I was born into foster care. My mother was in prison when she was raped and became pregnant with me. Like many mothers who must surrender their children to foster care because of addiction, disability, mental illness or incarceration, she was not allowed to keep me. And like all children entering the child welfare system, I didn’t have a choice either.
I was more fortunate than most because I was adopted when I was 3 years old. My adoptive mother was a single mother — remarkable and strong and a loving woman. Thanks to her, I graduated from high school, an accomplishment achieved by fewer than a third of youths in foster care. I went on to attend Cal State LA, her alma mater. (Only 2.5% of children who grow up in foster care graduate from a four-year college.)
But just before my college graduation, my life turned upside-down. My adoptive mother passed away, and that same year my biological mother sent me a letter from prison. It was my first contact with her, and through the letter I learned that I was a product of rape. I hoped I might be able to have a relationship with her, but she didn’t want to meet me. A face-to-face meeting, she felt, would only stir up traumatic memories.

(Referring-expression data)
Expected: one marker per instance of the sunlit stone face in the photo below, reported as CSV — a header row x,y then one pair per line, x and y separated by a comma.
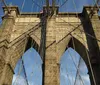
x,y
73,70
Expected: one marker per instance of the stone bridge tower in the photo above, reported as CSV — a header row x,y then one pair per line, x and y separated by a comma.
x,y
52,36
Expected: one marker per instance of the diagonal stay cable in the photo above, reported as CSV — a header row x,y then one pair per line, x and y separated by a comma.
x,y
63,3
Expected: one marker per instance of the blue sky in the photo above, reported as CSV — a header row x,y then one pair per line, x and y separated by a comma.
x,y
68,63
32,61
29,6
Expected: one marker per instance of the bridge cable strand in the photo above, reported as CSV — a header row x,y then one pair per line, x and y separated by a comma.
x,y
89,61
23,52
87,52
20,68
76,65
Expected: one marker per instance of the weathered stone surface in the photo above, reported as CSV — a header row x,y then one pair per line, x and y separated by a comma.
x,y
62,31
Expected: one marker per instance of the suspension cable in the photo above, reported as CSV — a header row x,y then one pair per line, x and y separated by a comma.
x,y
88,56
63,3
89,62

* HOW TO COMPLETE THIS TASK: Translate this sentence from the foster care account into Spanish: "My adoptive mother was a single mother — remarkable and strong and a loving woman."

* EXERCISE ANSWER: Mi madre adoptiva era madre soltera: una mujer extraordinaria, fuerte y cariñosa.